>> Begin

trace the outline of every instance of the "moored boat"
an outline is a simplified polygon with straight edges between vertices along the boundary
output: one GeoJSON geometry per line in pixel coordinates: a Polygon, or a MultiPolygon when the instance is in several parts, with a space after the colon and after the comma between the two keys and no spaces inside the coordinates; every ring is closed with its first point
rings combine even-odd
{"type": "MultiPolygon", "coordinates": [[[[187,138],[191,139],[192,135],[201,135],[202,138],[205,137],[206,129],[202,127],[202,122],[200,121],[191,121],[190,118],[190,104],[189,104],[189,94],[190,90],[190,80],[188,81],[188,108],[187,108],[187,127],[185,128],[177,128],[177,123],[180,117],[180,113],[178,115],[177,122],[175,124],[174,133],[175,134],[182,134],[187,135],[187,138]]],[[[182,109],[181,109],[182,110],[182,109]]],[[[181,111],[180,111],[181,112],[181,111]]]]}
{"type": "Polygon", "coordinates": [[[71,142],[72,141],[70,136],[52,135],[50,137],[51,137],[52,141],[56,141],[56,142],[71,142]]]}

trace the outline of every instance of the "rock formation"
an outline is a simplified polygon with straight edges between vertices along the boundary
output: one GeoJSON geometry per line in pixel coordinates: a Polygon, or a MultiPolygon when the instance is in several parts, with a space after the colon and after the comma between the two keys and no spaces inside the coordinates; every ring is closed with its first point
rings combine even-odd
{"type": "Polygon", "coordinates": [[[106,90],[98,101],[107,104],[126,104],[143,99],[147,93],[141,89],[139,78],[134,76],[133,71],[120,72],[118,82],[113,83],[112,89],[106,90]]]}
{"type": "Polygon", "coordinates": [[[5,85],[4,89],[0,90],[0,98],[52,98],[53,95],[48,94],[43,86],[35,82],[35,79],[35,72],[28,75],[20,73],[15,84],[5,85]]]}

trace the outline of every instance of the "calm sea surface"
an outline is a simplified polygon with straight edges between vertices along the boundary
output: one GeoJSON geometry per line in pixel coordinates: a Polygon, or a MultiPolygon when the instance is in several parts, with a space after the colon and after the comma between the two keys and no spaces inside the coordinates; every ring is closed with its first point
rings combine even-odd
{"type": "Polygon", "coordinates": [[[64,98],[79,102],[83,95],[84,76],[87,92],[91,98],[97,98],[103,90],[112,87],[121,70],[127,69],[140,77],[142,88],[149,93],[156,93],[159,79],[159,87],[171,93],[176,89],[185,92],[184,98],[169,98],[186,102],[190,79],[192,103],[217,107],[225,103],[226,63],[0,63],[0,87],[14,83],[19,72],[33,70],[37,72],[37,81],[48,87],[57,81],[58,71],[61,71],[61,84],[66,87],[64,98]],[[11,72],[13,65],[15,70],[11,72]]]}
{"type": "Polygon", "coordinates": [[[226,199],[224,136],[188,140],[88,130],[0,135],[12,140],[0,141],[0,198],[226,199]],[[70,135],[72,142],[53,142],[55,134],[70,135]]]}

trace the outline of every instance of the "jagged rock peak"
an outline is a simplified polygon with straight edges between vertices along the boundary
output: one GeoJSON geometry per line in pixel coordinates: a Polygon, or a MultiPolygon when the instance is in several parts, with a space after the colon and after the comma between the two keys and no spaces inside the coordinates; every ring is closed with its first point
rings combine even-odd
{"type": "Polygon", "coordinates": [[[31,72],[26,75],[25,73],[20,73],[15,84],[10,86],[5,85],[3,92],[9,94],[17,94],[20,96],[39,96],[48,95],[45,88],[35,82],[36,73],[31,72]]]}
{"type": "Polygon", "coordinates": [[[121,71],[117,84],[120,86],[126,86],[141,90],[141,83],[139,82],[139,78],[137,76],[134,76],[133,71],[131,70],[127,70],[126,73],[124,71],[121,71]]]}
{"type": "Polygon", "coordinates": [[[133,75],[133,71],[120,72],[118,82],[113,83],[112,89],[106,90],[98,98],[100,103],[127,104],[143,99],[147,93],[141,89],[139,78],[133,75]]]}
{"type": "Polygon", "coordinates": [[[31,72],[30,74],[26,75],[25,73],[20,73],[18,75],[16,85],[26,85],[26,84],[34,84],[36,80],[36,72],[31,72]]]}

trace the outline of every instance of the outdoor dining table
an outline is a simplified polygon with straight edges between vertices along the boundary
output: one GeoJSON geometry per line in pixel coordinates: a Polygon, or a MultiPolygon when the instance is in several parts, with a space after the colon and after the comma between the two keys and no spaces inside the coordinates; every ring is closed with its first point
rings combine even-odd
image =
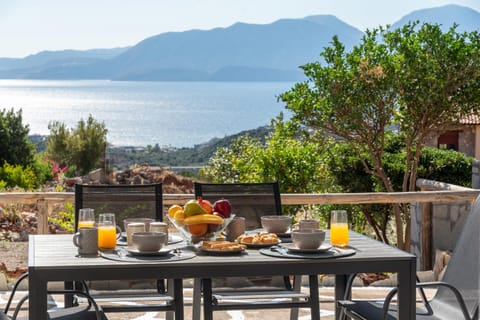
{"type": "MultiPolygon", "coordinates": [[[[327,231],[328,239],[328,231],[327,231]]],[[[369,237],[350,231],[349,247],[355,254],[328,259],[292,259],[264,255],[258,249],[242,254],[199,254],[191,259],[132,263],[101,256],[77,256],[72,235],[33,235],[29,239],[29,314],[47,319],[47,283],[50,281],[179,279],[259,275],[335,275],[335,299],[344,298],[351,273],[398,273],[399,319],[415,319],[416,257],[369,237]]],[[[186,251],[187,249],[185,249],[186,251]]],[[[318,292],[318,291],[317,291],[318,292]]],[[[182,298],[181,292],[175,293],[182,298]]],[[[339,309],[336,309],[336,318],[339,309]]],[[[182,319],[177,314],[177,319],[182,319]]],[[[312,315],[319,319],[320,315],[312,315]]]]}

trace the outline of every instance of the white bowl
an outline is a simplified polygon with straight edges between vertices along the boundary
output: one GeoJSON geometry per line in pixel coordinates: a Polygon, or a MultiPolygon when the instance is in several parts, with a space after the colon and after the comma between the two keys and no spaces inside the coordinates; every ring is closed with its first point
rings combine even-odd
{"type": "Polygon", "coordinates": [[[260,220],[262,228],[270,233],[285,233],[292,225],[292,217],[290,216],[262,216],[260,220]]]}
{"type": "Polygon", "coordinates": [[[167,234],[165,232],[135,232],[132,245],[138,251],[154,252],[163,247],[167,234]]]}
{"type": "Polygon", "coordinates": [[[325,241],[325,231],[320,229],[292,231],[292,242],[299,249],[317,249],[323,241],[325,241]]]}

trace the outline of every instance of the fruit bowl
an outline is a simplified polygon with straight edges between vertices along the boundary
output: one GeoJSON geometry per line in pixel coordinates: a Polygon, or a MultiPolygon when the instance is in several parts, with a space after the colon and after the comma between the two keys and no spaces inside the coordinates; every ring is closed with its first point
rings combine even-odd
{"type": "Polygon", "coordinates": [[[222,224],[198,223],[190,225],[185,225],[181,219],[175,219],[168,215],[166,217],[180,232],[188,245],[195,245],[204,240],[212,241],[218,239],[225,228],[232,222],[235,215],[231,214],[229,218],[224,218],[222,224]]]}

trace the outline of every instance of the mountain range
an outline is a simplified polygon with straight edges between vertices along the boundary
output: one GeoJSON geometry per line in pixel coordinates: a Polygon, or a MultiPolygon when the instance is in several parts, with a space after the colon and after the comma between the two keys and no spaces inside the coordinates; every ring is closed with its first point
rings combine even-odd
{"type": "MultiPolygon", "coordinates": [[[[446,30],[480,30],[480,13],[458,5],[418,10],[392,24],[438,23],[446,30]]],[[[298,81],[299,66],[320,59],[337,35],[347,49],[363,32],[332,15],[270,24],[167,32],[126,48],[42,51],[0,58],[3,79],[109,79],[129,81],[298,81]]]]}

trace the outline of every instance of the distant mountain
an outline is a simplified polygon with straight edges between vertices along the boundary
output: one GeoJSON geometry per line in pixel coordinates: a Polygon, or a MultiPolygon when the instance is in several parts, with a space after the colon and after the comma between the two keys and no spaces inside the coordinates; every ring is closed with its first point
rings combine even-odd
{"type": "Polygon", "coordinates": [[[41,56],[45,56],[41,53],[13,63],[0,60],[0,77],[297,80],[302,76],[298,67],[317,60],[334,35],[352,47],[362,34],[331,15],[282,19],[264,25],[236,23],[228,28],[159,34],[107,59],[85,54],[66,57],[65,53],[58,53],[55,59],[41,61],[41,56]]]}
{"type": "Polygon", "coordinates": [[[396,29],[409,21],[413,22],[417,20],[430,24],[440,24],[444,32],[450,29],[454,23],[459,25],[457,28],[459,32],[480,31],[480,12],[459,5],[446,5],[443,7],[414,11],[394,23],[392,27],[396,29]]]}
{"type": "Polygon", "coordinates": [[[0,58],[0,70],[45,68],[47,66],[86,64],[93,61],[111,59],[124,51],[126,48],[114,49],[90,49],[90,50],[62,50],[42,51],[29,55],[25,58],[0,58]]]}
{"type": "MultiPolygon", "coordinates": [[[[408,21],[439,23],[459,31],[480,30],[480,13],[448,5],[412,12],[408,21]]],[[[141,81],[298,81],[299,66],[320,59],[337,35],[347,50],[363,33],[332,15],[282,19],[270,24],[167,32],[129,48],[41,52],[0,58],[0,78],[110,79],[141,81]]]]}

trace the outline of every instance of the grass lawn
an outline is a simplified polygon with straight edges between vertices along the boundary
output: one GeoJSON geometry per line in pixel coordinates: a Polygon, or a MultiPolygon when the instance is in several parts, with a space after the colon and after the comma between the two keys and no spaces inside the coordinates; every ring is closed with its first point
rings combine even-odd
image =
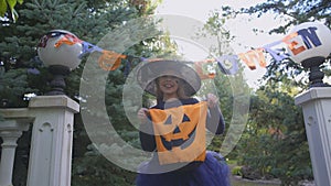
{"type": "MultiPolygon", "coordinates": [[[[236,166],[236,162],[228,162],[229,169],[236,166]]],[[[232,171],[231,171],[232,172],[232,171]]],[[[248,180],[242,179],[236,176],[231,176],[231,185],[232,186],[280,186],[280,184],[276,184],[273,182],[260,182],[260,180],[248,180]]]]}
{"type": "Polygon", "coordinates": [[[263,184],[259,182],[250,182],[250,180],[244,180],[244,179],[238,179],[238,178],[231,178],[231,185],[232,186],[279,186],[280,184],[263,184]]]}

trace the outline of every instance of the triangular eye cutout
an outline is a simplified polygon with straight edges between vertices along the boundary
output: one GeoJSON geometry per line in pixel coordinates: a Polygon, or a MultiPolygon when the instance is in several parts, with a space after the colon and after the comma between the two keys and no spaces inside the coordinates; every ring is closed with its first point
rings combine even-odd
{"type": "Polygon", "coordinates": [[[172,117],[171,117],[171,114],[167,118],[164,124],[172,124],[172,117]]]}
{"type": "Polygon", "coordinates": [[[185,122],[185,121],[191,121],[190,118],[184,113],[184,117],[183,117],[183,121],[182,122],[185,122]]]}
{"type": "Polygon", "coordinates": [[[181,130],[179,129],[179,127],[177,127],[177,128],[173,130],[173,133],[181,133],[181,130]]]}

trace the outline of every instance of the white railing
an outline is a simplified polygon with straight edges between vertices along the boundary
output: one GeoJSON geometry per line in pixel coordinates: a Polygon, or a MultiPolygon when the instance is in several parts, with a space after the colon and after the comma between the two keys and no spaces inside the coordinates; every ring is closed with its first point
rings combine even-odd
{"type": "Polygon", "coordinates": [[[28,108],[0,109],[0,186],[12,186],[17,141],[32,124],[28,186],[70,186],[73,120],[79,105],[66,96],[39,96],[28,108]]]}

>> End

Work to complete:
Rescale the rows starting with the line containing "trace the outline of every instance of the white railing" and going on through the end of the records, and give only those lines again, requests included. Multiply every coordinate in the answers by 1.55, rounding to whole numbers with halves rounded up.

Answer:
trace the outline of every instance of the white railing
an outline is a simplified polygon with straight edges between vertices along the boundary
output: one GeoJSON geometry per line in pixel coordinates: a Polygon, or a MultiPolygon when the instance is in several parts, with a space after the colon and after the comma between the two keys and no spaces inside the coordinates; every ring is closed with its first point
rings combine even-odd
{"type": "Polygon", "coordinates": [[[43,167],[0,169],[0,288],[19,288],[26,219],[50,192],[43,288],[109,288],[113,186],[122,163],[102,149],[60,149],[43,167]]]}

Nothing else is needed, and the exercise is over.